[Point annotations for photos]
---*---

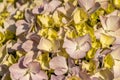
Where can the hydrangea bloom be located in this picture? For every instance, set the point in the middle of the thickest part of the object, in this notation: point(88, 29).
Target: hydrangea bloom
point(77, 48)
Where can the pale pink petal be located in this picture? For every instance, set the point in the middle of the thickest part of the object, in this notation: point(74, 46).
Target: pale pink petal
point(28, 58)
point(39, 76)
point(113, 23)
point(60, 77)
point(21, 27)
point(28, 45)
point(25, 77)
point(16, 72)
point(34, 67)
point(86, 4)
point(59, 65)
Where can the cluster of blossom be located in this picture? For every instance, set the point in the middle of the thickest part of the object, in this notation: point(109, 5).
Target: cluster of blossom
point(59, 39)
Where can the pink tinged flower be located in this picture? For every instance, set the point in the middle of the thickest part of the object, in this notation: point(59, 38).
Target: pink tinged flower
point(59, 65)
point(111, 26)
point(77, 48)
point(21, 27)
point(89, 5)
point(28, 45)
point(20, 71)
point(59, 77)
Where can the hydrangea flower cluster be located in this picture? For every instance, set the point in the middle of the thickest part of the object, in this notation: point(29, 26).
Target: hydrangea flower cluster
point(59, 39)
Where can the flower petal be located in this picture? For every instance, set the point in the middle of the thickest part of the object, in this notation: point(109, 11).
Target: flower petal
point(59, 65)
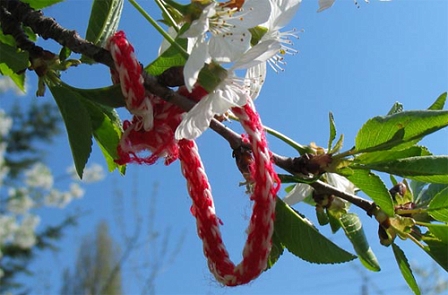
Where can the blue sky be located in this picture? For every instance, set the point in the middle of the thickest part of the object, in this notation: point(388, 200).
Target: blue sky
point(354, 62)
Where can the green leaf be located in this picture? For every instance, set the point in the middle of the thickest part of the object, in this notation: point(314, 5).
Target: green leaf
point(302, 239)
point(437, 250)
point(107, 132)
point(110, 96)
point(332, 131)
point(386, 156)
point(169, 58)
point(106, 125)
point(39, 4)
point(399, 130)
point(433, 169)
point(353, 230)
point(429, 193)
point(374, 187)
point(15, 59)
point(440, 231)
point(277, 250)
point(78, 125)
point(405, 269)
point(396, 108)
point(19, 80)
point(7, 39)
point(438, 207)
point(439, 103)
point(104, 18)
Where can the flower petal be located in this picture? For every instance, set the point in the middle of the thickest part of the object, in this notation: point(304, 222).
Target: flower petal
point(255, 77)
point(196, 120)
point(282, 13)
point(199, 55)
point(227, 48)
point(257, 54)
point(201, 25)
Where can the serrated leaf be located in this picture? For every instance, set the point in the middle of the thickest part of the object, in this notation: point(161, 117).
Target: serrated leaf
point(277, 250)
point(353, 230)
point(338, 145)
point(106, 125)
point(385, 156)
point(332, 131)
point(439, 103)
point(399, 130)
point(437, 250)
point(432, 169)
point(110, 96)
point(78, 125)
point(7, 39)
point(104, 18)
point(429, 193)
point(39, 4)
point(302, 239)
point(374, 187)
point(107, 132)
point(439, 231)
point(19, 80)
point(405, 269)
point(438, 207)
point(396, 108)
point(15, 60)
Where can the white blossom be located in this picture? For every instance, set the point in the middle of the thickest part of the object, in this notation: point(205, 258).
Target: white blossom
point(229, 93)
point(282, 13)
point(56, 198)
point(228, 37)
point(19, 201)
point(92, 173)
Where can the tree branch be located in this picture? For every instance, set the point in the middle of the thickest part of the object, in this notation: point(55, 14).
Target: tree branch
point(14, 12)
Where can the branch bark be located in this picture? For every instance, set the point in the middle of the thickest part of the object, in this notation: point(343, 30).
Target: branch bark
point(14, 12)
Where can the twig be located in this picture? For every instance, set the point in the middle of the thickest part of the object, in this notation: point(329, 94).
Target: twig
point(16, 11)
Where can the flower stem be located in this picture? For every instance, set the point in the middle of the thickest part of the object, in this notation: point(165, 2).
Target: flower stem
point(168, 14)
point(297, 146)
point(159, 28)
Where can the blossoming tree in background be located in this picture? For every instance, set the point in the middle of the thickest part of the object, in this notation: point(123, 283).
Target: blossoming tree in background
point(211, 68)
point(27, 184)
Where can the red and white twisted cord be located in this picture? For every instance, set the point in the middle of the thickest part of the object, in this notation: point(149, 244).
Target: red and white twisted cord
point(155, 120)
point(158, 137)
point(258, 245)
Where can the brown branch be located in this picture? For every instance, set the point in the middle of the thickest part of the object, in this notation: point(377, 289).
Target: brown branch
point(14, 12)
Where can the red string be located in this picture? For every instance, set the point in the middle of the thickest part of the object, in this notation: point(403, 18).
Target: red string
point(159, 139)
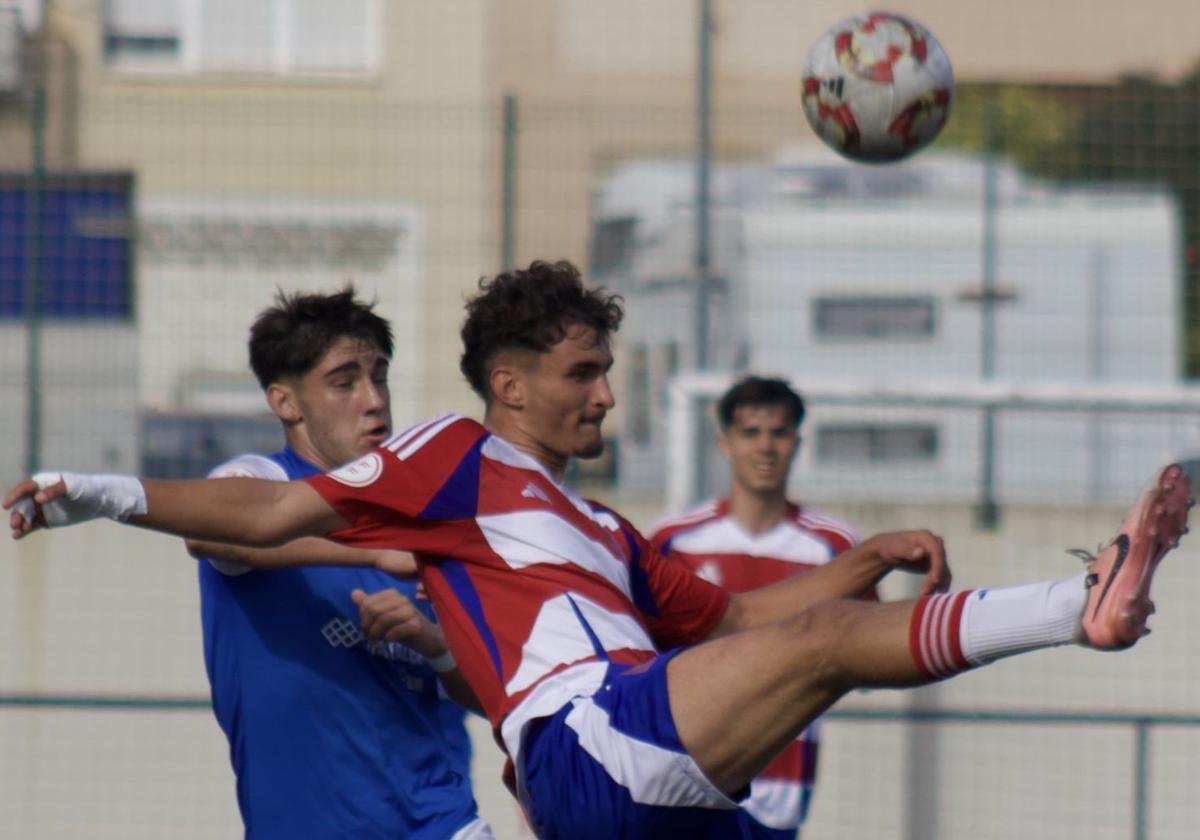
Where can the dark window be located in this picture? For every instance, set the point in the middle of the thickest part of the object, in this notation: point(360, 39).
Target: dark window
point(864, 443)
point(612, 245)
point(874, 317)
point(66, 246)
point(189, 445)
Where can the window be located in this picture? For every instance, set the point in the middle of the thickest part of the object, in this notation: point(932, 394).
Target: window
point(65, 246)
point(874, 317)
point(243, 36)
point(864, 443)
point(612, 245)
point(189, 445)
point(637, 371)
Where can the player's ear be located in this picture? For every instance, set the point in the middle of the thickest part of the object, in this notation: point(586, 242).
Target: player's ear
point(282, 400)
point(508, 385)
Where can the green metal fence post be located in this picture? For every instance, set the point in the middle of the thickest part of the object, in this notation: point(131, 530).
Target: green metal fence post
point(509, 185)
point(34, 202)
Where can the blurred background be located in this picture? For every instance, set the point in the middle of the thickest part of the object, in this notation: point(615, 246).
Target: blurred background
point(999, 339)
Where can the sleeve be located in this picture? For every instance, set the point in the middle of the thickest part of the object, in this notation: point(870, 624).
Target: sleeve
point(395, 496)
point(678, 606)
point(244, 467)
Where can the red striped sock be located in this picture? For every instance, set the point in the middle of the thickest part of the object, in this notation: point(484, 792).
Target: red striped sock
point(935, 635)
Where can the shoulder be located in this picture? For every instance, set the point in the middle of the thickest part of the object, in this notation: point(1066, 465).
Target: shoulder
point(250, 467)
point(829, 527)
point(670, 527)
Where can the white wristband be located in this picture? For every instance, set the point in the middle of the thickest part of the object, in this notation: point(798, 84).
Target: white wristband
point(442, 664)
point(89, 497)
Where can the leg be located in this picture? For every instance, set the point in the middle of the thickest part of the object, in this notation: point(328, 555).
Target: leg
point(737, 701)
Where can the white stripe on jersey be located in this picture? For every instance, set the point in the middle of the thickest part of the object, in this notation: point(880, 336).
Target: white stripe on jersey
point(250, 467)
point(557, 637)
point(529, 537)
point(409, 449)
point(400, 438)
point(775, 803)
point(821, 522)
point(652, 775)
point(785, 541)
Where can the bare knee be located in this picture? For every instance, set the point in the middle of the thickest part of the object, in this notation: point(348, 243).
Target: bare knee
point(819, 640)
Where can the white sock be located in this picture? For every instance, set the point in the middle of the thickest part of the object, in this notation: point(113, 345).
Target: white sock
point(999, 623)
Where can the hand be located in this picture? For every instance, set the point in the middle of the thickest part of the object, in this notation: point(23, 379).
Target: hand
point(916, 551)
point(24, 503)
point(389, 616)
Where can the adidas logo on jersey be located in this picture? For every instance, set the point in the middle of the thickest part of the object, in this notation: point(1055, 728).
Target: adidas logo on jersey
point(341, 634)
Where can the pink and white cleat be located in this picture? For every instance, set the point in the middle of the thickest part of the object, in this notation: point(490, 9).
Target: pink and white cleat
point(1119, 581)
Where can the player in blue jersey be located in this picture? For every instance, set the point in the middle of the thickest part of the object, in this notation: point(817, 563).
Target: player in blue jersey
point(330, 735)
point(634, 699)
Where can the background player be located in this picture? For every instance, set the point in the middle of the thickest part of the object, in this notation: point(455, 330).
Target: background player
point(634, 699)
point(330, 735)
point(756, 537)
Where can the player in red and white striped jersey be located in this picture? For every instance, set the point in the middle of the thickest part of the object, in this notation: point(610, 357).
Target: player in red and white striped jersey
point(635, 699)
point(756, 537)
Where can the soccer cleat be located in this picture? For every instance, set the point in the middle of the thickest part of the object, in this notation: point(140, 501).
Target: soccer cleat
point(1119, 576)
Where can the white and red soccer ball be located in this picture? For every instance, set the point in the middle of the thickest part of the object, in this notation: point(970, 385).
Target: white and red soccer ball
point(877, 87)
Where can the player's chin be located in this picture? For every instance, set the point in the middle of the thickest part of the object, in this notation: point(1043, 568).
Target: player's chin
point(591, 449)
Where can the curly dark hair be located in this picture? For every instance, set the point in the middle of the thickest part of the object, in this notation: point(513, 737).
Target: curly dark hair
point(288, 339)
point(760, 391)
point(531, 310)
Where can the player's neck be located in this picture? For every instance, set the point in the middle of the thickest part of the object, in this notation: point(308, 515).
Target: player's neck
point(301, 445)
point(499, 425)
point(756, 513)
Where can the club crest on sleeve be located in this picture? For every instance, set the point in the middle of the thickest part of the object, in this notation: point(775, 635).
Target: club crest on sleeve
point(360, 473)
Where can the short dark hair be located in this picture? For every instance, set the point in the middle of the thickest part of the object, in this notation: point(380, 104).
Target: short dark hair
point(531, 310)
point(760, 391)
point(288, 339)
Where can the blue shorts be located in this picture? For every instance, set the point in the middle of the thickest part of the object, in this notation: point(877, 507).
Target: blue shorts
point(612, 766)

---*---

GIVEN INSTRUCTION – Write out the stretch of the records from the line with "Where can the sleeve" through the line with "point(819, 640)", changing "red striped sock" to "green striped sock" and leaving everything else as it is.

RESULT FOR THIS EXERCISE –
Where can the sleeve be located in this picture? For every instance, set the point in the middle of the thickest part of the object, in this notation: point(870, 624).
Target: sleeve
point(395, 496)
point(678, 606)
point(244, 467)
Where can the green striped sock be located in this picture? For every instance, set the point in the middle of the thickest part of the object, in this notation: point(484, 792).
Target: green striped sock
point(935, 635)
Where can the shoulder be located in this picture? For every instance, set the point in the middle of the thickest part of the object, in this notation: point(1066, 465).
Target: shoulder
point(250, 467)
point(829, 527)
point(670, 527)
Where can the white wristband be located in this picture? For every instance, set the point in the middle of the thickest part of the object, in this notation: point(798, 84).
Target: white wristband
point(442, 664)
point(89, 497)
Where can the leg be located in this picture? For every instance, set the point in the middle of the thickest part of the object, in this notation: point(328, 555).
Target: leg
point(737, 701)
Where can the white stripe on jersey be located in this picture? For every instance, set the point in the middle of the thickest part of the object, in this notation: point(880, 336).
Target: white stripe on jersey
point(250, 467)
point(557, 637)
point(529, 537)
point(409, 449)
point(400, 438)
point(775, 803)
point(821, 522)
point(652, 775)
point(785, 541)
Where can the bare knee be located in this picture? For every instance, set the point in the middle of the thickest part of the object, in this notation: point(348, 243).
Target: bare knee
point(819, 640)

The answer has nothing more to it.